**Work task A:** In the forum posts about safe cars for new drivers, what car did the writer drive in high school?
**Work task B:** Pick up the forum posts about safe cars for new drivers after their last sentence and keep them going.

**Exercise text:**
◇ ◇ ◇ ◇ ◇ ◇ ◇

If I had a kid (and thank GOD I don't) I'd be putting that kid in the biggest, baddest, most bulletproof beater I could find. I'm talking something like a 1974 Oldsmobile Cutlass Supreme. That car could survive pretty much anything this side of a nuclear strike and not need airbags to do it.
If you're going to put inexperienced drivers on the road (and you have to or else you'd never have experienced drivers) then at least give them some decent armor.
I don't think I'd even feel backing over one of those silly "Smart Cars". My luck, I'll see a video of a brown F-150 backing over a "Smart Car" on the news and then go "THAT'S what that sound was when I backed out! Dang, I ran over a CAR??"
Wimpy vehicles and inexperienced drivers are bad ju-ju. Inexperienced drivers should be in forgiving vehicles. Putting them in shoebox eurotrash econoboxes is a good way to get them killed.
In high school I drove a '51 Mercury sedan that was built like a friggin' tank and could do 75mph only when going down a steep hill with a stiff wind on it's back. A very safe car, except one girl's dad wouldn't let her date me because the back seat was so big and roomy.
WhiteHatBobby
March 7th, 2009, 12:08 pm
Sad thing is Obama is using energy policy to drive big cars off the market. GM already has a 2010 model year (Spark, 2011 US) car they released in Geneve this weekend that will be sold worldwide to meet the European microcar demand and in the US to meet the Obammy's mandate. (40 MPG)
Ford we know has the new Fiesta that's coming to meet the Obammy's call of microcars only.
Big and safe cars are the only way to go, IMO. And as higher-maintenance engines become the trend, watch for the newer engines to call for timing belt changes every 25,000 miles. The belt, cogs, and rest of the mechanism would have to be changed, so we're talking nearly $1,000 of timing equipment to be changed each year. But it feels better than manufacturers who don't use them, so we'll pay the extra money to buy cars with bad engines. I'll take a pass on that. Dad taught me the lesson when we had a bad timing belt break a car on the way to Atlanta for a computer reseller's meeting nearly 20 years ago.

◇ ◇ ◇ ◇ ◇ ◇ ◇

**Record excerpts:**
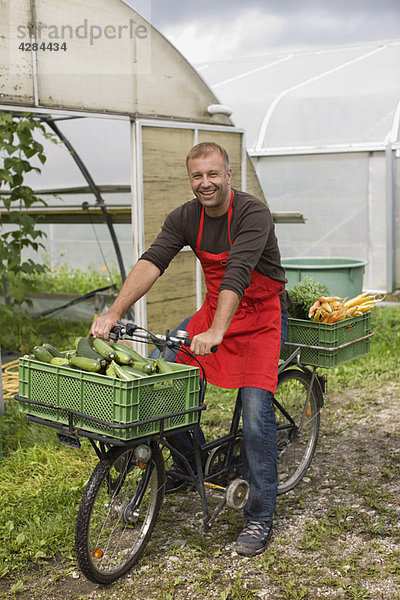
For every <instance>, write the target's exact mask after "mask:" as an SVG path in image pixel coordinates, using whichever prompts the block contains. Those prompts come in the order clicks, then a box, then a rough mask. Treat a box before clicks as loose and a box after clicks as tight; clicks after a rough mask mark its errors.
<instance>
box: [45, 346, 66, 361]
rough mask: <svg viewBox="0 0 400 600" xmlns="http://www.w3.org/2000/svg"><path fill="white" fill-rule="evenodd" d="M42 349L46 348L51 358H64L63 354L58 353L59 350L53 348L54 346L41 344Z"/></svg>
mask: <svg viewBox="0 0 400 600" xmlns="http://www.w3.org/2000/svg"><path fill="white" fill-rule="evenodd" d="M43 348H46V350H48V352H50V354H52V356H56V357H58V358H64V354H63V353H62V352H60V351H59V350H57V348H54V346H52V345H51V344H43Z"/></svg>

◇ ◇ ◇ ◇ ◇ ◇ ◇

**Written response A:** A '51 Mercury sedan.

**Written response B:**
PeterGriffin
March 7th, 2009, 12:22 pm
The Fiesta is not a "microcar". Unless you've got a "megagut".
PeterGriffin
March 7th, 2009, 12:24 pm
Sad thing is Obama is using energy policy to drive big cars off the market. GM already has a 2010 model year (Spark, 2011 US) car they released in Geneve this weekend that will be sold worldwide to meet the European microcar demand and in the US to meet the Obammy's mandate. (40 MPG)
Ford we know has the new Fiesta that's coming to meet the Obammy's call of microcars only.
Big and safe cars are the only way to go, IMO. And as higher-maintenance engines become the trend, watch for the newer engines to call for timing belt changes every 25,000 miles. The belt, cogs, and rest of the mechanism would have to be changed, so we're talking nearly $1,000 of timing equipment to be changed each year. But it feels better than manufacturers who don't use them, so we'll pay the extra money to buy cars with bad engines. I'll take a pass on that. Dad taught me the lesson when we had a bad timing belt break a car on the way to Atlanta for a computer reseller's meeting nearly 20 years ago.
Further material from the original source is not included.